#### Texto de referencia
Phil Knight, director general de Nike, cuenta por primera vez la auténtica historia detrás de la empresa que fundó en 1962, que hoy en día factura más de 30.000 millones de dólares al año, y cuyo logo ha llegado a ser un símbolo global, el icono más ubicuo y reconocido en todo el mundo.
Todo comenzó con 50 dólares y una idea sencilla: importar calzado deportivo económico y de gran calidad desde Japón. Vendiendo esas zapatillas de deporte en el maletero de su coche consiguió facturar 8.000 dólares durante el primer año. Progresivamente, este pequeño negocio se convirtió en una startup prometedora que revolucionó el mercado, creó una marca universal e innovadora y evolucionó hasta convertirse en el gigante actual.
A continuación un fragmento, a modo de adelanto:
1964
El aviso llegó más o menos en Navidad, de modo que debí de ir al depósito del puerto la primera semana de 1964; no lo recuerdo con exactitud. Sé que fue temprano. Me veo llegando antes de que los empleados abrieran las puertas.
########
#### Extractos de registros
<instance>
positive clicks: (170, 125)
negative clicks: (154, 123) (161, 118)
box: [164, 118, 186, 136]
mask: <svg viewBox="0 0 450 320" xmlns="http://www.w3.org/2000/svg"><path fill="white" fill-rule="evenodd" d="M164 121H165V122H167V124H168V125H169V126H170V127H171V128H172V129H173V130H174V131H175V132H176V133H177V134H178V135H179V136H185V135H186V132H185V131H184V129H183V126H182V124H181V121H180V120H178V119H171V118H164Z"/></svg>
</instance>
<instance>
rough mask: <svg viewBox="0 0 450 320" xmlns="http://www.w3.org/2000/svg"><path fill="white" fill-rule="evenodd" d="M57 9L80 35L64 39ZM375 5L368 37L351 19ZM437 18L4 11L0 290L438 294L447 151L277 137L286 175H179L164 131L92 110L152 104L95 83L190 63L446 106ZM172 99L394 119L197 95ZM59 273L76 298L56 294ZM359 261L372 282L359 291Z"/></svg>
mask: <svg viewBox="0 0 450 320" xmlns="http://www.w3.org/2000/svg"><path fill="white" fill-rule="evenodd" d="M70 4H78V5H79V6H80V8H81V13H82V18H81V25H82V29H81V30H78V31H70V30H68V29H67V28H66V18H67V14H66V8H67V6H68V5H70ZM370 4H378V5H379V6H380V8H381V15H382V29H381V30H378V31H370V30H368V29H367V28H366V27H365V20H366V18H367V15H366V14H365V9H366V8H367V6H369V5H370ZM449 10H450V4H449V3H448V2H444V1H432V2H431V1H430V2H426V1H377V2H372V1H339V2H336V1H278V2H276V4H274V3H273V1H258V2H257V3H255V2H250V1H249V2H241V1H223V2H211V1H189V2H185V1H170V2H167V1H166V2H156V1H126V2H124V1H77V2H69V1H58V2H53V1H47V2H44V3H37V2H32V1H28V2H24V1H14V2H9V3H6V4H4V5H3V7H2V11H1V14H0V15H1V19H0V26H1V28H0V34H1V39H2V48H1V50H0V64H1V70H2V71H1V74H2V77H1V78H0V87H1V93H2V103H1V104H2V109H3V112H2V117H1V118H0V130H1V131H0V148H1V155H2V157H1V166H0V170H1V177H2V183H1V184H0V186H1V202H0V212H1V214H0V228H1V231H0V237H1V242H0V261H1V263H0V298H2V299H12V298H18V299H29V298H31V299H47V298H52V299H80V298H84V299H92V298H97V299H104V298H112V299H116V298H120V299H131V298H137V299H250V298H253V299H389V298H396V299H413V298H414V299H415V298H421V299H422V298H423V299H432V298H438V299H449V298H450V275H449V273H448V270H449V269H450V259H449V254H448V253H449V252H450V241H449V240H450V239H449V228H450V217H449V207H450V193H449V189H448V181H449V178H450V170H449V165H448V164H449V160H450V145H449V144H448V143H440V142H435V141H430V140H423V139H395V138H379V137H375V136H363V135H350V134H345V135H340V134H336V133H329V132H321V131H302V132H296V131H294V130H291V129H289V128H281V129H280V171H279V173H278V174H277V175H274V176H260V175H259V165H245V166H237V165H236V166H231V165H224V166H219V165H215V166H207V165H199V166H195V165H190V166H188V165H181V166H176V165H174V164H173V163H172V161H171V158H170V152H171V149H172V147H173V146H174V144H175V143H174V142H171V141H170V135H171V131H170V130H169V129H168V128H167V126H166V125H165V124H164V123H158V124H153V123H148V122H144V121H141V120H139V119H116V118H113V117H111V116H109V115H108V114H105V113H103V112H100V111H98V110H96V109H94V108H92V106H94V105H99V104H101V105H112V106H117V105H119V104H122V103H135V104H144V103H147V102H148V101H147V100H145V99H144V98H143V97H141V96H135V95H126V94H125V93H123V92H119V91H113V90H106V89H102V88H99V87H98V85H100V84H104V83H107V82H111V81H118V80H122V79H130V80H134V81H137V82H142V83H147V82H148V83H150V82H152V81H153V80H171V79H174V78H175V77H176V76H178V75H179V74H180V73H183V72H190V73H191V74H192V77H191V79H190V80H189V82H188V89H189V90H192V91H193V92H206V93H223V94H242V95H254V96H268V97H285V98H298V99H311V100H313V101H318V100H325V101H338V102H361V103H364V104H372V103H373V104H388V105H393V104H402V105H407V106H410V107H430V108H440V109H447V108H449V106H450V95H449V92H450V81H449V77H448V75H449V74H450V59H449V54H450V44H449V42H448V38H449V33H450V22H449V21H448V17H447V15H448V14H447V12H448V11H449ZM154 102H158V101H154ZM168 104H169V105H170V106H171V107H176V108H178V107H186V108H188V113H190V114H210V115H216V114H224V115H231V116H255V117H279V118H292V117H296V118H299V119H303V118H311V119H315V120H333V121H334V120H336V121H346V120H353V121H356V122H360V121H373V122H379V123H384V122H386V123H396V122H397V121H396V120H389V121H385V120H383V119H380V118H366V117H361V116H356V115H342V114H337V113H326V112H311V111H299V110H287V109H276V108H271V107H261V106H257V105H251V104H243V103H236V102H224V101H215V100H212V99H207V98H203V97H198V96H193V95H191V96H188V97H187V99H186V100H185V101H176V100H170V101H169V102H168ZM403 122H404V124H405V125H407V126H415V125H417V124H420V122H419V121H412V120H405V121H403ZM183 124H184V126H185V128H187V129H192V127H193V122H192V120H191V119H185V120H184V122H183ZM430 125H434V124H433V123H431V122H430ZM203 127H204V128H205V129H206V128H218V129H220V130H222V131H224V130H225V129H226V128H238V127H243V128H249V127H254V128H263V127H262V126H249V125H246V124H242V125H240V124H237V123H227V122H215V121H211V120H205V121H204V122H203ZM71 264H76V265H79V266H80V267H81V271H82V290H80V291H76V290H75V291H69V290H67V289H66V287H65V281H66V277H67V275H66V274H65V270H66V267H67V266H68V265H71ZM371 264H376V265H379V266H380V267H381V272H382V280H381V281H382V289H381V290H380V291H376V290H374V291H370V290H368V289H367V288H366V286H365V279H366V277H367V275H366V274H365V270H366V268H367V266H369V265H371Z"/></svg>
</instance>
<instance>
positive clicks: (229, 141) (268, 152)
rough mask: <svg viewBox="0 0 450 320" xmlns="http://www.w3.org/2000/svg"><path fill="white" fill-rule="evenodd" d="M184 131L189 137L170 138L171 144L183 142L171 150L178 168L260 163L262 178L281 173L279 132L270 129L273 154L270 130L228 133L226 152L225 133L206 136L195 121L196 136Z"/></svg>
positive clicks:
########
Ejercicios propuestos.
**A)** Devuelve literalmente el fragmento del texto sobre Nike que empieza en las palabras "Todo comenzó con" y termina después de las palabras "el gigante actual.".
**B)** Según el texto sobre Nike, ¿cuánto se facturó durante el primer año vendiendo las zapatillas desde el maletero del coche?
**C)** Enumera todas las cantidades de dinero en dólares que menciona el texto sobre Nike.

Respuestas por tarea.
**A)**
Todo comenzó con 50 dólares y una idea sencilla: importar calzado deportivo económico y de gran calidad desde Japón. Vendiendo esas zapatillas de deporte en el maletero de su coche consiguió facturar 8.000 dólares durante el primer año. Progresivamente, este pequeño negocio se convirtió en una startup prometedora que revolucionó el mercado, creó una marca universal e innovadora y evolucionó hasta convertirse en el gigante actual.

**B)** Se facturaron 8.000 dólares.

**C)**
- Más de 30.000 millones de dólares
- 50 dólares
- 8.000 dólares